:: Data records ::

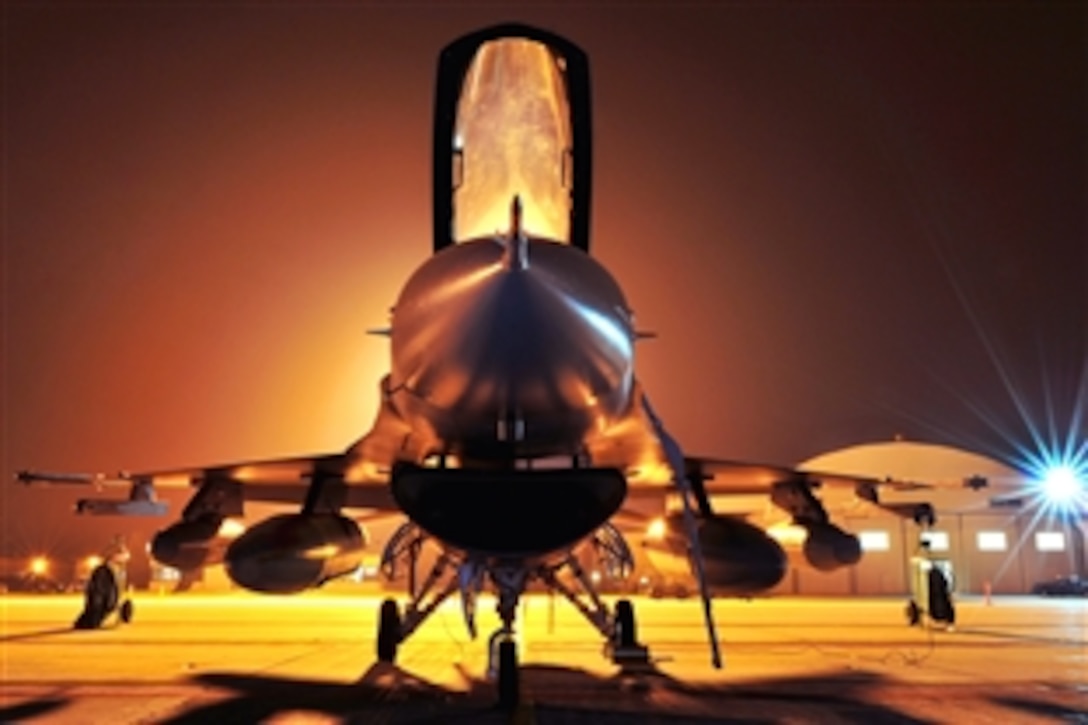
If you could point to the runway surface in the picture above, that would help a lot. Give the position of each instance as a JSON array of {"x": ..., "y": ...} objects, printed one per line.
[{"x": 310, "y": 659}]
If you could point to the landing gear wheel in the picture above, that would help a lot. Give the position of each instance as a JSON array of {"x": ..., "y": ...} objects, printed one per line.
[
  {"x": 509, "y": 685},
  {"x": 388, "y": 630},
  {"x": 100, "y": 598},
  {"x": 913, "y": 614},
  {"x": 940, "y": 600},
  {"x": 625, "y": 634}
]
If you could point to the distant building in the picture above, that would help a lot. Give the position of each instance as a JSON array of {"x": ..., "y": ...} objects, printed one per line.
[{"x": 993, "y": 526}]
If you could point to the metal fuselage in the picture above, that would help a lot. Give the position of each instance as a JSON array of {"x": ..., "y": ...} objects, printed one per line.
[{"x": 503, "y": 354}]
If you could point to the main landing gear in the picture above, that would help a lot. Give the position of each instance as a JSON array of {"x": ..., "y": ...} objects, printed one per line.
[{"x": 101, "y": 598}]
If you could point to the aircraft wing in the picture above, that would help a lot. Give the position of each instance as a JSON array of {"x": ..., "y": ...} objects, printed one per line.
[
  {"x": 355, "y": 482},
  {"x": 722, "y": 476}
]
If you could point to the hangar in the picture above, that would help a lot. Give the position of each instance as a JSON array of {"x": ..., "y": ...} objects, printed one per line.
[{"x": 992, "y": 529}]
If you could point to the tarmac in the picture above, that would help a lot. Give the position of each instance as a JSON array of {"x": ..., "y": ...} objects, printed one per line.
[{"x": 310, "y": 659}]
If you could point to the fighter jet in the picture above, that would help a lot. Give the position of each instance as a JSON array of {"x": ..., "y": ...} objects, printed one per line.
[{"x": 512, "y": 427}]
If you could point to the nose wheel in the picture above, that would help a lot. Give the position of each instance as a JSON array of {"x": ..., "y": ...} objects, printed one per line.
[
  {"x": 503, "y": 667},
  {"x": 626, "y": 649},
  {"x": 388, "y": 631}
]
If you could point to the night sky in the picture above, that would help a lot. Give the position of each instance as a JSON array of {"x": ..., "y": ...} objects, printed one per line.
[{"x": 844, "y": 222}]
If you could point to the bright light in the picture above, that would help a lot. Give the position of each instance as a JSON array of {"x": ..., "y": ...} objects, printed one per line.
[
  {"x": 231, "y": 528},
  {"x": 1061, "y": 484},
  {"x": 656, "y": 529},
  {"x": 39, "y": 565},
  {"x": 788, "y": 535}
]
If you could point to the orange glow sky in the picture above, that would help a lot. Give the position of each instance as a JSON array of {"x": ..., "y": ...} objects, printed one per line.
[{"x": 843, "y": 222}]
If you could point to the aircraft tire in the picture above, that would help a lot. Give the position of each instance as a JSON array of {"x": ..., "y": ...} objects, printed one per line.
[
  {"x": 100, "y": 598},
  {"x": 625, "y": 635},
  {"x": 509, "y": 685},
  {"x": 913, "y": 613},
  {"x": 388, "y": 631},
  {"x": 940, "y": 600}
]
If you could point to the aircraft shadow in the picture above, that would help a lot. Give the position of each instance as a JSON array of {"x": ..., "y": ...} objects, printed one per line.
[
  {"x": 1061, "y": 641},
  {"x": 40, "y": 633},
  {"x": 32, "y": 709},
  {"x": 1047, "y": 710},
  {"x": 549, "y": 693}
]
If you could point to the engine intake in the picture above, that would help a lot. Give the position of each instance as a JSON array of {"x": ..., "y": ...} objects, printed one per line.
[{"x": 293, "y": 552}]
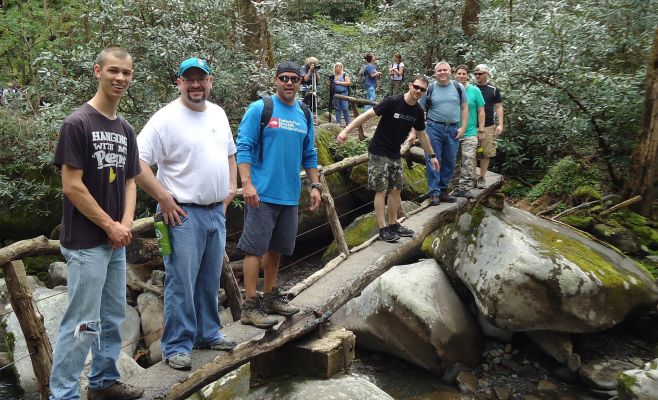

:::

■ Requirement: Return every line of the records exactly as given, pictures excluded.

■ Result for this exercise:
If you could point to the runway surface in the picture above, that would help a lot. Give the position of each instance as a JSON array of {"x": ..., "y": ...} objects, printed one per line.
[{"x": 310, "y": 659}]
If you could point to the landing gear wheel in the picture above, that would help a lot. Give the position of each instance as a JSON array of {"x": ..., "y": ...} objects, printed one per line.
[
  {"x": 509, "y": 685},
  {"x": 388, "y": 630},
  {"x": 100, "y": 598},
  {"x": 913, "y": 614},
  {"x": 940, "y": 600},
  {"x": 625, "y": 634}
]
If you could point to the distant building in the picture above, that would help a lot. Give the position of each instance as a JSON array of {"x": ..., "y": ...} objects, printed one per line.
[{"x": 993, "y": 526}]
If you could point to the metal fuselage in the picture above, that would help a lot. Give the position of each instance as a JSON array of {"x": ..., "y": ...} objects, printed one per line.
[{"x": 503, "y": 354}]
If you could point to the main landing gear in the picture above, that would help a lot. Give the position of each instance as a JSON array of {"x": ..., "y": ...} objects, printed one per line.
[{"x": 101, "y": 598}]
If you could point to the aircraft wing in the picture above, that would help a lot. Give the position of each instance as a JSON array of {"x": ..., "y": ...} objects, printed one per line.
[
  {"x": 355, "y": 482},
  {"x": 722, "y": 476}
]
If you could point to the hangar in the picture above, that would help a lot. Give the position of each instance as a JSON array of {"x": ..., "y": ...} objects, printed one per line.
[{"x": 992, "y": 529}]
If you could point to the tarmac in the picture above, that would help a lot. Give the position of each instance as a JSON array of {"x": ..., "y": ...} objects, printed one per line.
[{"x": 310, "y": 659}]
If you could point to the fighter jet in the picture above, that would help a lot. Give the position of each instance as a JSON array of {"x": ..., "y": ...} objects, printed one per line.
[{"x": 512, "y": 427}]
If you could point to the nose wheel in the picture above, that would help a lot. Give the position of each instance as a JSON array of {"x": ..., "y": ...} objects, printed one per line.
[
  {"x": 503, "y": 667},
  {"x": 626, "y": 649},
  {"x": 388, "y": 631}
]
If you could point to the night sky in the picture above, that would help a lot. Give the position of each instance as a JSON array of {"x": ..., "y": ...} objects, printed one per line.
[{"x": 844, "y": 222}]
If you could point to the bright light in the picture above, that would help a lot. Give the position of each instance as a JSON array of {"x": ..., "y": ...} objects, printed one per line.
[
  {"x": 231, "y": 528},
  {"x": 1061, "y": 484},
  {"x": 656, "y": 529},
  {"x": 39, "y": 565},
  {"x": 788, "y": 535}
]
If you could point to the orange glow sky in the picture above, that would help a lot. Give the position of each instance as a JSON array of {"x": ..., "y": ...} objects, printed one per line.
[{"x": 843, "y": 222}]
If you could point to the aircraft tire in the picture above, that would help a lot. Give the position of each instance as a JSON array of {"x": ..., "y": ...} objects, printed one per line.
[
  {"x": 100, "y": 598},
  {"x": 625, "y": 635},
  {"x": 509, "y": 685},
  {"x": 913, "y": 613},
  {"x": 388, "y": 631},
  {"x": 940, "y": 600}
]
If you could point to the aircraft shadow in the picture above, that would help a lot. Give the position of each instance as a JSON array of {"x": ..., "y": ...} objects, printed one per line.
[
  {"x": 1061, "y": 641},
  {"x": 40, "y": 633},
  {"x": 32, "y": 709},
  {"x": 1047, "y": 710},
  {"x": 549, "y": 693}
]
If you could point to the engine intake in the picture above, that would help a lot. Give the position of each instance as a JSON array of {"x": ..., "y": ...} objects, printed one per line.
[{"x": 293, "y": 552}]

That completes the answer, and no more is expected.